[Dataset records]
"""

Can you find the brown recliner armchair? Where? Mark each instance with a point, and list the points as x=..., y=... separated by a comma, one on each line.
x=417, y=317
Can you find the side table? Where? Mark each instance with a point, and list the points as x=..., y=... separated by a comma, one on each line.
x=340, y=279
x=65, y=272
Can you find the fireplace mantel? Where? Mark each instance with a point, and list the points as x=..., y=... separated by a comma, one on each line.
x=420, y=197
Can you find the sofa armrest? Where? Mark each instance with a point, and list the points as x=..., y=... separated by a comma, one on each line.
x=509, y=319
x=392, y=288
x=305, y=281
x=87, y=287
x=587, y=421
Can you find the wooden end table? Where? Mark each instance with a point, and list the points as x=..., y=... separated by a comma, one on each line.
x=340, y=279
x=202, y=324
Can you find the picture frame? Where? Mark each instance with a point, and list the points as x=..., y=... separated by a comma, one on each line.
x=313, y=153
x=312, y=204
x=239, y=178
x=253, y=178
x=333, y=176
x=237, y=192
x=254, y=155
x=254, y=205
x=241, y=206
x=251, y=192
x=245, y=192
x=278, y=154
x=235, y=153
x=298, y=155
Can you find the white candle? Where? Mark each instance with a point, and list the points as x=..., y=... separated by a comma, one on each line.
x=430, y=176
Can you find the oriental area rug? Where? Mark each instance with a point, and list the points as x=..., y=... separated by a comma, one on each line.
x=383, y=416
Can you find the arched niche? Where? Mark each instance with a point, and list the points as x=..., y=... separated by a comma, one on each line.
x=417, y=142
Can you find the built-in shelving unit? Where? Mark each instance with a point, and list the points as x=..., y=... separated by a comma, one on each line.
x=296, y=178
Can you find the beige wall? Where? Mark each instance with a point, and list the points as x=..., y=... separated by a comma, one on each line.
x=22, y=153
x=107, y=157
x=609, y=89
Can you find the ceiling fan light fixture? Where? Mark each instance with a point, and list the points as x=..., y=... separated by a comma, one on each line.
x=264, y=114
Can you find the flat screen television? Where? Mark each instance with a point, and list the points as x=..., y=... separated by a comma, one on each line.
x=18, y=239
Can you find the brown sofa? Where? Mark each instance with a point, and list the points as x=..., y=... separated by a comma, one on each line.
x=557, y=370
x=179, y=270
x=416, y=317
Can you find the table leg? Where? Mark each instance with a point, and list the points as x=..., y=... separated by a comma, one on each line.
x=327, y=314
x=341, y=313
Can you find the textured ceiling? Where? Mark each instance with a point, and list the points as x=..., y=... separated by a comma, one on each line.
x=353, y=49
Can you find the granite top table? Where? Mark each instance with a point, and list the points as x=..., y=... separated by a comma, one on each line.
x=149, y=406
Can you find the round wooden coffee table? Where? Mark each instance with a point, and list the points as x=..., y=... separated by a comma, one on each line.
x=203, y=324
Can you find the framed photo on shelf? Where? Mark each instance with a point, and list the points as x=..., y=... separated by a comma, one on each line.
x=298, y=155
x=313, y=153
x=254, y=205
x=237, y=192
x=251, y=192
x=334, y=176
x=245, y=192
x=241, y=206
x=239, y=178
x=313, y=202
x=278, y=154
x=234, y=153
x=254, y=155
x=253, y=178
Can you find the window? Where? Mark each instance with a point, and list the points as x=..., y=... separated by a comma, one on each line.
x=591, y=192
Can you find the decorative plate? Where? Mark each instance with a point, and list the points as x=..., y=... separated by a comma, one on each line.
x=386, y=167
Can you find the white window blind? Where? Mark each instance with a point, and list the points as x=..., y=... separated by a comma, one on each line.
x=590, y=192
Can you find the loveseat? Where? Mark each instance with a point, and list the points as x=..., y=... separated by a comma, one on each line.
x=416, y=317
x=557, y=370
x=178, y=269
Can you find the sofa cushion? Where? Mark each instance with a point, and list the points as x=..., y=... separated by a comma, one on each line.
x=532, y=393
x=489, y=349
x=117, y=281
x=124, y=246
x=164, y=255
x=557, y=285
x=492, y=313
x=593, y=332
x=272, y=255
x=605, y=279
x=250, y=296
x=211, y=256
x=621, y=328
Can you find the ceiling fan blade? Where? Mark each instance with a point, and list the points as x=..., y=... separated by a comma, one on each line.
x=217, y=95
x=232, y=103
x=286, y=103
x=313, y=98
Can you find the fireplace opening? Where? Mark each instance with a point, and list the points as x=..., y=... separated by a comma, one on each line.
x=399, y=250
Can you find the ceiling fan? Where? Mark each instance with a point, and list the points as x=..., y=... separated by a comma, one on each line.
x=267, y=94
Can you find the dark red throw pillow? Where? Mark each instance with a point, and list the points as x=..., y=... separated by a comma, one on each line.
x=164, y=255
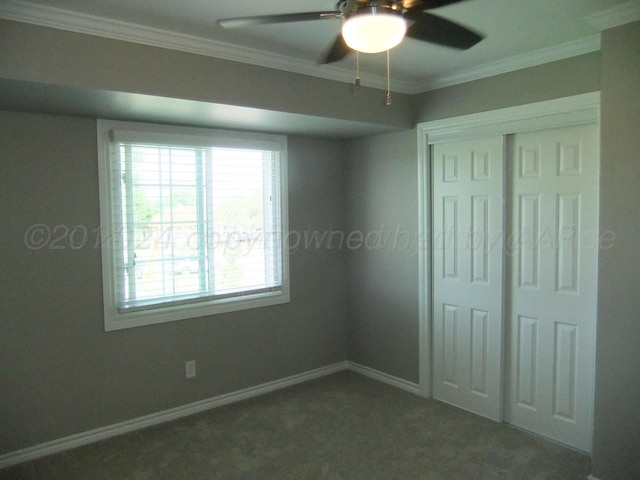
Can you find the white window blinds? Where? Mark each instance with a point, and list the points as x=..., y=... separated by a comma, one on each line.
x=195, y=220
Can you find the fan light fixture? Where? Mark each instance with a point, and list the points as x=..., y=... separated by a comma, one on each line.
x=374, y=30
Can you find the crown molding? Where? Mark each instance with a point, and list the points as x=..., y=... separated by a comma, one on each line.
x=530, y=59
x=616, y=16
x=26, y=12
x=68, y=20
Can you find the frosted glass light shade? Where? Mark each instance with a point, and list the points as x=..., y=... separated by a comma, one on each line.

"""

Rewrite the records starting with the line that contains "Can you find the sofa cushion?" and going on through the line that contains "x=267, y=94", including both of those lines and the requests. In the answers, multiply every x and y coordinate by 0.25 and round to whole numbers, with halves rounded up, and give only these lines.

Can you find the sofa cushion? Where? Mark each instance with a point, and list the points as x=..., y=... separated by a comma, one on each line.
x=133, y=98
x=122, y=87
x=29, y=70
x=31, y=62
x=41, y=64
x=139, y=71
x=123, y=78
x=148, y=83
x=68, y=64
x=151, y=70
x=63, y=74
x=53, y=64
x=155, y=82
Can you find the ceiling fan blade? Where? Mark each instance with a point, and list the points as x=..., y=... separated by a comma, one on each line.
x=54, y=24
x=58, y=26
x=72, y=26
x=78, y=25
Can you find the fireplace opening? Where? Mark each instance with a point, and list the points as x=..., y=... separated by a comma, one on each line.
x=100, y=63
Can you find the ceiling fan? Where? Mark each instance with a point, and list the points as x=..., y=... separated by a comma, one on each line.
x=67, y=24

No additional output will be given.